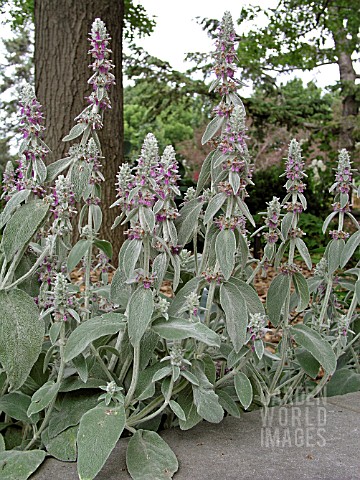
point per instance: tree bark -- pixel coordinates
(61, 74)
(350, 103)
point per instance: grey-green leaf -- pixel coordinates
(236, 314)
(21, 335)
(225, 247)
(214, 206)
(16, 465)
(179, 329)
(302, 289)
(243, 389)
(212, 128)
(22, 226)
(315, 344)
(78, 251)
(43, 397)
(149, 457)
(99, 431)
(188, 220)
(87, 332)
(307, 362)
(278, 291)
(179, 412)
(63, 446)
(75, 132)
(129, 255)
(140, 310)
(304, 252)
(12, 204)
(250, 295)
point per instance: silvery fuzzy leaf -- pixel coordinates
(307, 362)
(12, 204)
(15, 405)
(228, 403)
(54, 169)
(243, 389)
(245, 210)
(212, 129)
(315, 344)
(22, 226)
(99, 432)
(177, 303)
(96, 327)
(214, 206)
(128, 256)
(304, 252)
(81, 366)
(188, 220)
(207, 404)
(219, 160)
(148, 457)
(119, 290)
(278, 291)
(140, 310)
(20, 465)
(253, 302)
(76, 131)
(333, 254)
(62, 447)
(179, 412)
(71, 409)
(236, 314)
(78, 252)
(186, 402)
(302, 289)
(21, 335)
(225, 248)
(43, 397)
(204, 175)
(180, 328)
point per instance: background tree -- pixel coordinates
(303, 35)
(61, 74)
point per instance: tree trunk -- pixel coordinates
(61, 74)
(350, 103)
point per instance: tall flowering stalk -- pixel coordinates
(85, 158)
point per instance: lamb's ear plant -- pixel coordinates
(179, 334)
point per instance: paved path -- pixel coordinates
(319, 440)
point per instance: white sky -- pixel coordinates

════════════════════

▶ **The task**: Repeat the records exactly, without the pictures.

▶ **Task response**:
point per instance: tree bark -- pixel coordinates
(61, 74)
(350, 103)
point per instance: grey-green leaf -- pixel coordinates
(236, 314)
(21, 335)
(225, 247)
(214, 206)
(16, 465)
(179, 329)
(302, 289)
(243, 389)
(212, 128)
(22, 226)
(315, 344)
(78, 251)
(43, 397)
(149, 457)
(99, 431)
(188, 220)
(87, 332)
(307, 362)
(278, 291)
(179, 412)
(63, 446)
(75, 132)
(129, 255)
(140, 310)
(304, 252)
(12, 204)
(250, 295)
point per instance: silvery fuzzy leaf -- pixel coordinates
(307, 362)
(12, 204)
(15, 405)
(228, 403)
(54, 169)
(243, 389)
(245, 210)
(212, 129)
(315, 344)
(22, 226)
(99, 432)
(177, 303)
(96, 327)
(214, 206)
(128, 256)
(304, 252)
(81, 366)
(188, 220)
(207, 404)
(219, 160)
(148, 457)
(119, 290)
(278, 291)
(140, 310)
(20, 465)
(253, 302)
(76, 131)
(333, 254)
(62, 447)
(179, 412)
(71, 409)
(236, 314)
(78, 252)
(186, 402)
(302, 289)
(21, 335)
(225, 248)
(43, 397)
(204, 175)
(180, 328)
point per instance: background tree -- pixel coordinates
(303, 35)
(61, 74)
point per instance: tree trunk -- pixel coordinates
(61, 74)
(350, 103)
point per instance: tall flowering stalk -- pixel coordinates
(85, 158)
point per instance: lamb's ear plant -- pixel coordinates
(179, 334)
point per instance: paved path -- pixel coordinates
(319, 440)
point per instance: white sky -- pixel coordinates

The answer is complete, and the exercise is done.